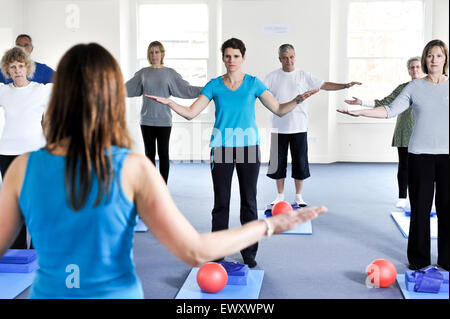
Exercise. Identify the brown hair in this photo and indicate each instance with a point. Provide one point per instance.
(428, 47)
(161, 48)
(20, 55)
(87, 110)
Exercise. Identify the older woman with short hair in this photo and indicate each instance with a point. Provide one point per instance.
(403, 127)
(24, 103)
(156, 119)
(428, 153)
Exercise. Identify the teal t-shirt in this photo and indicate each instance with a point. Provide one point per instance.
(235, 124)
(83, 254)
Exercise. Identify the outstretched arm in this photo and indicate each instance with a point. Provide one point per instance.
(189, 112)
(281, 109)
(377, 112)
(331, 86)
(159, 212)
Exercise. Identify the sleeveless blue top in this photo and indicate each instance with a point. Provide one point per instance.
(83, 254)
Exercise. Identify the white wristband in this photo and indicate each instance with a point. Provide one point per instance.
(269, 231)
(368, 103)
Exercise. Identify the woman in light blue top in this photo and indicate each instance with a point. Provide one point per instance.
(235, 138)
(80, 195)
(428, 152)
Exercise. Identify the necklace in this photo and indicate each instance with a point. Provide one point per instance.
(235, 84)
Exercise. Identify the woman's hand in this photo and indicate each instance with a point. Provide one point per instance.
(289, 220)
(354, 113)
(349, 85)
(355, 101)
(159, 99)
(301, 97)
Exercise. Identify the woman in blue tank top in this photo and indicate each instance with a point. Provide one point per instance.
(80, 195)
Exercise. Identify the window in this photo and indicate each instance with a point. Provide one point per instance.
(381, 36)
(183, 30)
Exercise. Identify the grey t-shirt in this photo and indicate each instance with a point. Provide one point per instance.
(429, 102)
(164, 82)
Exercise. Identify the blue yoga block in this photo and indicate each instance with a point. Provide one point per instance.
(18, 256)
(411, 281)
(407, 211)
(19, 268)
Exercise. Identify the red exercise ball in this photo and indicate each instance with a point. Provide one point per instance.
(212, 277)
(381, 273)
(281, 207)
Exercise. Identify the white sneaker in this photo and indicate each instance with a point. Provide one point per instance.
(401, 203)
(299, 201)
(280, 198)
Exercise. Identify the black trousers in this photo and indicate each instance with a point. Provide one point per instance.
(279, 145)
(21, 240)
(158, 135)
(402, 172)
(425, 173)
(247, 163)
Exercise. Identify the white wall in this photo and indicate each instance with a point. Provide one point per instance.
(314, 27)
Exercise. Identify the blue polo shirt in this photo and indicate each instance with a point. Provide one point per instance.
(235, 124)
(43, 74)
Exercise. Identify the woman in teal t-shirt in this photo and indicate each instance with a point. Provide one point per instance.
(235, 139)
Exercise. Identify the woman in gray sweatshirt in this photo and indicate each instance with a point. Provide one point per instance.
(428, 153)
(156, 119)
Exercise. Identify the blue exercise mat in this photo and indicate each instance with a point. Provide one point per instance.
(19, 268)
(302, 229)
(402, 222)
(18, 256)
(13, 284)
(418, 295)
(140, 226)
(191, 290)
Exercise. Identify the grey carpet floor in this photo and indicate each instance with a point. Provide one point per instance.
(329, 264)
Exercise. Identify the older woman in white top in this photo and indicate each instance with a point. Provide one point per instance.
(24, 103)
(428, 150)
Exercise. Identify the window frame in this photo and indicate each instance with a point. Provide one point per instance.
(344, 69)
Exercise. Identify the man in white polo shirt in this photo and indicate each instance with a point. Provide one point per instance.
(291, 129)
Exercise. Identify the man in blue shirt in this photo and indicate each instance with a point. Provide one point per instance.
(43, 73)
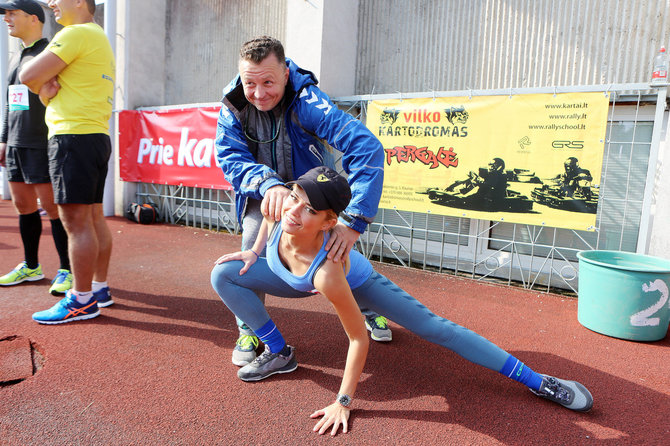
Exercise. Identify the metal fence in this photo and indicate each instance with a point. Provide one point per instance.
(534, 257)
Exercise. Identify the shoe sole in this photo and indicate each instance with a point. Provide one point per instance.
(259, 378)
(25, 279)
(72, 319)
(377, 338)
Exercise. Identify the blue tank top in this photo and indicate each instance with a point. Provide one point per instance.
(359, 270)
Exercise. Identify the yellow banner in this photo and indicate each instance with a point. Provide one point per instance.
(533, 159)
=======
• ACTIVITY
Give every record back exactly as it reads, with no images.

• EXERCISE RESULT
Exercise. Identify the brown hair in this photo and indicate each instance with a point. Provide one point per instance.
(428, 47)
(161, 48)
(20, 55)
(87, 110)
Exercise. Identify the older woman with short hair in this photo and indicate each instance with a point. Provide one point per instance.
(403, 127)
(24, 103)
(156, 119)
(428, 153)
Exercise. Identify the teal t-shirt in this photo and indicate each instance with a point. Provide one point per instance.
(235, 124)
(83, 254)
Exercise. Identify the outstretched arm in this photo and indicate each instance with a point. Provide one point per instance.
(189, 112)
(281, 109)
(377, 112)
(331, 86)
(159, 212)
Exercise. Identify the sleeveless blue top in this photo and indicate each instance with a point. Provide one point per instance.
(83, 254)
Exercise. Identify the white wristband in this photo and indicate each instance with a point. Provide one point per instance.
(269, 231)
(368, 103)
Exercise. Identify the woman in light blue top in this photo and indicate each instance with a point. Provide one point per instance.
(235, 138)
(80, 195)
(428, 152)
Exercise. Identify the necklace in this photo and indicate each instance with a point. Provide one point per instance.
(235, 84)
Exercise. Identify the woman's hand in this photo and indicate each instance with a point. Provide one point per instance.
(289, 220)
(354, 113)
(349, 85)
(355, 101)
(159, 99)
(301, 97)
Exercise. Identify the woman in blue tank top in this photo and indicate each instance with a point. Provide one point per instance.
(80, 195)
Exercise. Identify the window in this photo and indicate each instance with a point. Provide one point per instance.
(381, 36)
(183, 30)
Exercise. Identify the grey t-shirt in this photo and indicate each instance with a point. Provide one point per instance.
(429, 102)
(164, 82)
Exercise. Identify the blue yoga block in this photo and indicate each instance with a point. Provide one point per instance.
(18, 256)
(411, 281)
(407, 211)
(19, 268)
Exercise. Identify the red exercise ball in this photo and indicate each instance with a point. Provide one point per instance.
(212, 277)
(381, 273)
(281, 207)
Exercise. Identify the white sneaker in this photo and indicate each instance with a point. Provide one point per instance.
(401, 203)
(299, 201)
(280, 198)
Exercise. Identify the black trousers in this photo and indicate each instance with a point. Provide one point per instance.
(279, 145)
(21, 240)
(158, 135)
(402, 172)
(425, 173)
(247, 163)
Exercise. Identify the white wall in this photo and indicate each instance with a point. Provide one point per instance.
(314, 27)
Exercise. Identify the blue polo shirt in this photo and indicate each instance with a point. Provide one point per instance.
(235, 124)
(43, 74)
Exercise. Identify the woman in teal t-shirt in this photo and indicate each instance with a point. Provide one point per instance.
(235, 139)
Exercise. Identify the woman in gray sweatshirt in this photo and indicate each instance with a point. Provide one point per instance.
(428, 153)
(156, 119)
Exercise. Identify the blue exercise mat in this photo and indicate each instance with a point. Provide one point per instance.
(19, 268)
(302, 229)
(402, 222)
(18, 256)
(13, 284)
(418, 295)
(140, 226)
(191, 290)
Exercise. Identify the grey carpet floor in this photo and indicate each instance with a point. Provide one point per instance.
(329, 264)
Exercise. Identify the older woman in white top in this photo and indicate each instance with a point. Provide one point per instance.
(24, 103)
(428, 150)
Exercise. Identify the window frame in this photo and indicate each instance with a point. Provide one point per instance.
(344, 69)
Exercise. Identify the man in white polo shirt in this photo and indicate each instance with a point. Provide one point per instance.
(291, 129)
Exercise. Identify the man in blue shirt in this photo and indicate each instance with a point. Provide one point per instance.
(43, 73)
Exercise. Identify the metal fence in this photo and indicate each instance with a point. Provide one point per instance.
(534, 257)
Exercise. Identify the shoe sole in this photo and indicate each instance with a point. Provide one point per instance.
(259, 378)
(25, 279)
(72, 319)
(377, 338)
Exercise. Identify the blue tank top in this photo and indicate each instance with a point. Provide one point per instance.
(359, 270)
Exercise. Identify the yellow banner in this photo and indicate each instance with a point. Provide one point per instance.
(533, 159)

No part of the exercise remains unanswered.